TRAVAIL DEMANDÉ >>
- 1) Selon la proclamation adressée aux Romains, à quel moment ceux-ci deviennent-ils partie de l'Empire ?
- 2) Prolongez la proclamation adressée aux Romains à partir de sa dernière phrase.

PASSAGE EXTRAIT >>
II. Premières difficultés : les Romains refusent les places par obéissance au pape. — Mauvais choix qui résulte de cette abstention. C'est la seule forme de l'opposition. — Radet fonde la police sur la théologie. — Tranquillité apparente. — La Consulta réforme : la Sacrée Inquisition Romaine détruite ; le Ghetto ouvert ; les armoiries pontificales condamnées ; les archives enlevées. — Pluie de règlements et de réformes. — L'invasion de la lumière. — Rome se refuse à la lumière.

 

I

Romains, la volonté du plus grand des héros vous réunit au plus grand des États. Il était juste que le premier peuple de la terre partageât le bénéfice de ses lois et l'honneur de son nom avec celui qui, dans un autre âge, l'a précédé dans la voie des triomphes. Quand vos ancêtres conquéraient le monde, tels étaient les conseils de leur générosité et les résultats de leurs victoires.

Aucun autre désir que celui de votre prospérité n'a dicté le décret qui vous réunit. Le moment choisi pour opérer cette réunion vous montre de quelles intentions elle est inspirée. Vous devenez partie de l'Empire, quand les sacrifices pour le soutenir sont tous accomplis ; vous êtes appelés au triomphe sans avoir partagé le danger. En vous associant à son empire, Napoléon le Grand n'a voulu que la gloire de vous donner après tant de siècles d'oubli un sort plus digne de vos antiques destins.

Parcourez les annales de votre histoire : ce ne sont plus depuis longtemps que celles de vos mésaventures. Votre faiblesse naturelle a toujours fait de vous la facile conquête des guerriers qui ont paru sur la cime des Alpes ; vassaux de tous les gouvernements, vous ne recueilliez du vôtre que la grande disgrâce de n'en avoir aucun.

Unis à la France vous êtes aujourd'hui forts par elle ; les maux dus à votre faiblesse ont pris fin.

Enregistrements extraits:

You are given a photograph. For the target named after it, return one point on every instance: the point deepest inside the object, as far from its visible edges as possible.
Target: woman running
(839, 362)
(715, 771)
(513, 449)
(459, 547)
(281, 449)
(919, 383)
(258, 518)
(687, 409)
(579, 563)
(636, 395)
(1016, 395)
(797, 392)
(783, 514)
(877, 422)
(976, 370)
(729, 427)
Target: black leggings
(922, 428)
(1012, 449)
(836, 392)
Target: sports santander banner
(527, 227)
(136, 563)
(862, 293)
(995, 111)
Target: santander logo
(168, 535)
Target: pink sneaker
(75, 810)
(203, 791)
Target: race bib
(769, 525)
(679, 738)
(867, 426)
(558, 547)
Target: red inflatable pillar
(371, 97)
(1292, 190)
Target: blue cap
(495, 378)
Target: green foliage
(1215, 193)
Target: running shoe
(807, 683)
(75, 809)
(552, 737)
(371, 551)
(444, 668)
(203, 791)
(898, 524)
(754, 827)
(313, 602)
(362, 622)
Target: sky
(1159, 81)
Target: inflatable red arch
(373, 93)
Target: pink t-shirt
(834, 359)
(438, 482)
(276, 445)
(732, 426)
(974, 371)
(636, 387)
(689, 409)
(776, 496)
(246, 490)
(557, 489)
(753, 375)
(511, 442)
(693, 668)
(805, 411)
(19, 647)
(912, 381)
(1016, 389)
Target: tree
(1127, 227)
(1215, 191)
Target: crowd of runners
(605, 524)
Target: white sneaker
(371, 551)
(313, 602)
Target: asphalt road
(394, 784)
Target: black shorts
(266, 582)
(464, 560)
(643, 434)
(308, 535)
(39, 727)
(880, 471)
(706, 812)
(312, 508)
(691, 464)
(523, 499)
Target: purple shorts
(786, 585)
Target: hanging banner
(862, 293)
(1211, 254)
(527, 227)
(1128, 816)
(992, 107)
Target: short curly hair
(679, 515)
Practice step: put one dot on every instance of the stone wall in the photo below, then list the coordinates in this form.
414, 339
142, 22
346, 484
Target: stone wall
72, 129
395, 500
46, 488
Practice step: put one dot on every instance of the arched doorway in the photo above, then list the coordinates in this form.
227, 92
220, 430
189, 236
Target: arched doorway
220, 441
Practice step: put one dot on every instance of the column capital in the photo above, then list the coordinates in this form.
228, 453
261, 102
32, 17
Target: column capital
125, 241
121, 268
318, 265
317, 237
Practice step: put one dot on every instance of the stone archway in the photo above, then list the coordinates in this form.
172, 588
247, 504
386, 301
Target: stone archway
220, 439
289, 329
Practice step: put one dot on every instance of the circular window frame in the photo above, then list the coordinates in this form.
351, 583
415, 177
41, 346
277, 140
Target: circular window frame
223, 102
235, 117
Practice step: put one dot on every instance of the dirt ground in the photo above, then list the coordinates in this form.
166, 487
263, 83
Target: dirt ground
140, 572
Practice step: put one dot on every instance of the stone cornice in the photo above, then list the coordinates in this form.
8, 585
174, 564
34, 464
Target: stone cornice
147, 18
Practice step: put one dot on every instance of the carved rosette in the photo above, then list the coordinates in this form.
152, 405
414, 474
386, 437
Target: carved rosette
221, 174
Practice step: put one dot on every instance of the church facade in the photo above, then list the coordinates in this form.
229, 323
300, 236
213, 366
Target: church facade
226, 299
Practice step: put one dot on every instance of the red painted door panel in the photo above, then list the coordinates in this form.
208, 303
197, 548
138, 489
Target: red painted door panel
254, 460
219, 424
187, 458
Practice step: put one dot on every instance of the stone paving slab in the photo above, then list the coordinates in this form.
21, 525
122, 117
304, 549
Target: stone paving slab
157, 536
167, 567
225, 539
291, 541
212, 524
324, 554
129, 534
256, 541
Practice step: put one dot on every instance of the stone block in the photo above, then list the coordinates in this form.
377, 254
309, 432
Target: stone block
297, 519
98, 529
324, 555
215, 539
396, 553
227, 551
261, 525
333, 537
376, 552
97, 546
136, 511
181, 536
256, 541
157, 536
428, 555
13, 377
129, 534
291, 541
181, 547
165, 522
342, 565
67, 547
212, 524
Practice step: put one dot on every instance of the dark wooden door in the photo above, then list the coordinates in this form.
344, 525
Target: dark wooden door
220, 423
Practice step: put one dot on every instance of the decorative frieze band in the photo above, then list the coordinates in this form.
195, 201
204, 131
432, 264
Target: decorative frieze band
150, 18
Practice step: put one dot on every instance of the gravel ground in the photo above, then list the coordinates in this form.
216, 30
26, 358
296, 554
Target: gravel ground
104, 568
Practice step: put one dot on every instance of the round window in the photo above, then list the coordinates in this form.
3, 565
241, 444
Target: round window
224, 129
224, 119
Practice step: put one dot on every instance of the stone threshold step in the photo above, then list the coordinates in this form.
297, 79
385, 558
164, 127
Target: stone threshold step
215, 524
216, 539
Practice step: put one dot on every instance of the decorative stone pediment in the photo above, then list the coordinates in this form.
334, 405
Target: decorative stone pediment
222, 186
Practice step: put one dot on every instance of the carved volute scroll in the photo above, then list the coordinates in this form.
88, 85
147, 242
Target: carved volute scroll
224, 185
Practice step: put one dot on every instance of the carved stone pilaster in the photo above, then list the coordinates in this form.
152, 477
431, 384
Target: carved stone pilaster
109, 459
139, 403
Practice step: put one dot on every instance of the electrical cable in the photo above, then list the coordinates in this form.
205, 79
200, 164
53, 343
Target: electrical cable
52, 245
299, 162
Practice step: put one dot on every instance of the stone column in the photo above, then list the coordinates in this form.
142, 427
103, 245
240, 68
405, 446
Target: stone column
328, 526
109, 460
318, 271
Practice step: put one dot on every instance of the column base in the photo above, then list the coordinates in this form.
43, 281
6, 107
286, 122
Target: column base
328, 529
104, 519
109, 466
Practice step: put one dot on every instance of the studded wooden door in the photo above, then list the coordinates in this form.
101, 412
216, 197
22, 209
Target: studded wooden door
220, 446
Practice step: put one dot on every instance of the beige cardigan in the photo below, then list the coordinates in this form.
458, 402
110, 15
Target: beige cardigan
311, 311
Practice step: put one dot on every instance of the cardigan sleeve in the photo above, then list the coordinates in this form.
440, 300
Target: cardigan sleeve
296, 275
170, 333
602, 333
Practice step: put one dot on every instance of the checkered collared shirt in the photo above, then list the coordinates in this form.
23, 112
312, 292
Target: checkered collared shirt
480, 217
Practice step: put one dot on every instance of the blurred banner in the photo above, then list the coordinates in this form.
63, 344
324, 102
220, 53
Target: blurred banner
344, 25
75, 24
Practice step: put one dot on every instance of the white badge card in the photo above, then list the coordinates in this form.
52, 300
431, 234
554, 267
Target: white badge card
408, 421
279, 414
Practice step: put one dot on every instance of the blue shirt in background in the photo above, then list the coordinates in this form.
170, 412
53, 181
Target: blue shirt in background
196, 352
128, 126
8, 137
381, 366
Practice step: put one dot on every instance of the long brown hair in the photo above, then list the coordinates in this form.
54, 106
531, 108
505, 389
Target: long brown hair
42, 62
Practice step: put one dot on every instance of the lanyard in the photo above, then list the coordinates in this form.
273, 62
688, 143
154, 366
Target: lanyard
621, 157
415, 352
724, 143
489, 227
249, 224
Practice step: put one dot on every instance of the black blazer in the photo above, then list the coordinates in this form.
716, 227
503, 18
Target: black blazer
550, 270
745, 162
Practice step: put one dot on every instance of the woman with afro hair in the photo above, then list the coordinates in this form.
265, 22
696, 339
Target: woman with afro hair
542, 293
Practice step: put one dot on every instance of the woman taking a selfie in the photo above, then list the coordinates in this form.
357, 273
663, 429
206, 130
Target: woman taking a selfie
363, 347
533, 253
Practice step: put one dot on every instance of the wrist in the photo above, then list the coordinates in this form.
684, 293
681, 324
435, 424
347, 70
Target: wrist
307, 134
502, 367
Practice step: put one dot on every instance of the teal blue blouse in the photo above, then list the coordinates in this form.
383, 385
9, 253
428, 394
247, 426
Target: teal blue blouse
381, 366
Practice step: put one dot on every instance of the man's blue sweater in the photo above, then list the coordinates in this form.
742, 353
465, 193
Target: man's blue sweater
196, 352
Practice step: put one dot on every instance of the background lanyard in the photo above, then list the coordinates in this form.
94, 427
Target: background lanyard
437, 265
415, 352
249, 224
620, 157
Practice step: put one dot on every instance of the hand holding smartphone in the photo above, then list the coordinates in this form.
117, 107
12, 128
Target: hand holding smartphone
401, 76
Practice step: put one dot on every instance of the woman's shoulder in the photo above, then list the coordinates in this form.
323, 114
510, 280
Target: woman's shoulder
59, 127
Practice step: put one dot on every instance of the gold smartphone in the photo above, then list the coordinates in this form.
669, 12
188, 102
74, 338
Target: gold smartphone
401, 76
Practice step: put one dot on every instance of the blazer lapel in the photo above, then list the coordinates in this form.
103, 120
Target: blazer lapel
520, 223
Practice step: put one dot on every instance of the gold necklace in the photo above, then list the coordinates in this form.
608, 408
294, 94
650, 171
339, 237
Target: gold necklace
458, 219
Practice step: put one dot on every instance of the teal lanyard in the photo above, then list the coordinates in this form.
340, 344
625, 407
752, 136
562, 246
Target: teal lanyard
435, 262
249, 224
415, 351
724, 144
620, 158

RÉPONSES PAR TÂCHE >>
- 1) Quand les sacrifices pour le soutenir sont tous accomplis.

- 2)
Malheureux comme nation, vous ne l'étiez pas moins comme citoyens. L'aspect de négligence que présentent vos cités et vos campagnes dépeuplées et insalubres attestaient depuis

longtemps aux yeux de l'Europe et aux vôtres mêmes, que cos souverains, partagés entre des soins qui, sans être à la vérité opposés, étaient trop divers, se trouvaient dans l'impossibilité de vous procurer ce bonheur que vous avez tous les moyens de poursuivre.

Romains ! vous n'êtes pas conquis, mais réunis ; vous êtes des concitoyens et non des sujets : non seulement la force de l'Empire devient la vôtre, mais deviennent vôtres également ces lois qui ont fait la France tranquille et heureuse à l'intérieur, comme respectée et crainte au dehors.

Mais, tandis que, par cette réunion, vous recevez tous les biens dont vous manquiez et qui vous étaient si nécessaires. vous ne perdez aucun de ceux qui déjà étaient les vôtres.

Rome continue à être le siège du chef visible de l'Eglise et le Vatican, honorablement entretenu et étranger à toutes les considérations terrestres, présentera à l'Univers la Religion plus pure entourée d'une plus grande splendeur.

Un égal soin conservera dans les monuments le patrimoine de votre antique gloire et de votre moderne grandeur, et les arts, fils du génie, sous le règne du grand Napoléon, riches des exemples que prodiguent ces lieux, ne seront plus contraints de chercher ailleurs ni l'occasion ni la récompense de leurs divines inspirations.

Bien doux est, ô Romains ! l'avenir qui vous attend et dont la Consulta extraordinaire a charge de préparer les bases.

Garantir votre dette publique, animer votre agriculture et vos arts, améliorer Bous tout rapport vos destins actuels et sécher définitivement ces larmes que la réforme des abus fait quelquefois verser, tels sont les ordres et les intentions de notre auguste souverain.

Romains ! en secondant nos efforts vous pouvez rendre plus prompt pour vous, et à nous plus facile, le bien que nous avons le devoir et l'intention de faire.

Rome le 10 juin 1809.

MIOLLIS. SALICETTI. JANET. BALBO[1].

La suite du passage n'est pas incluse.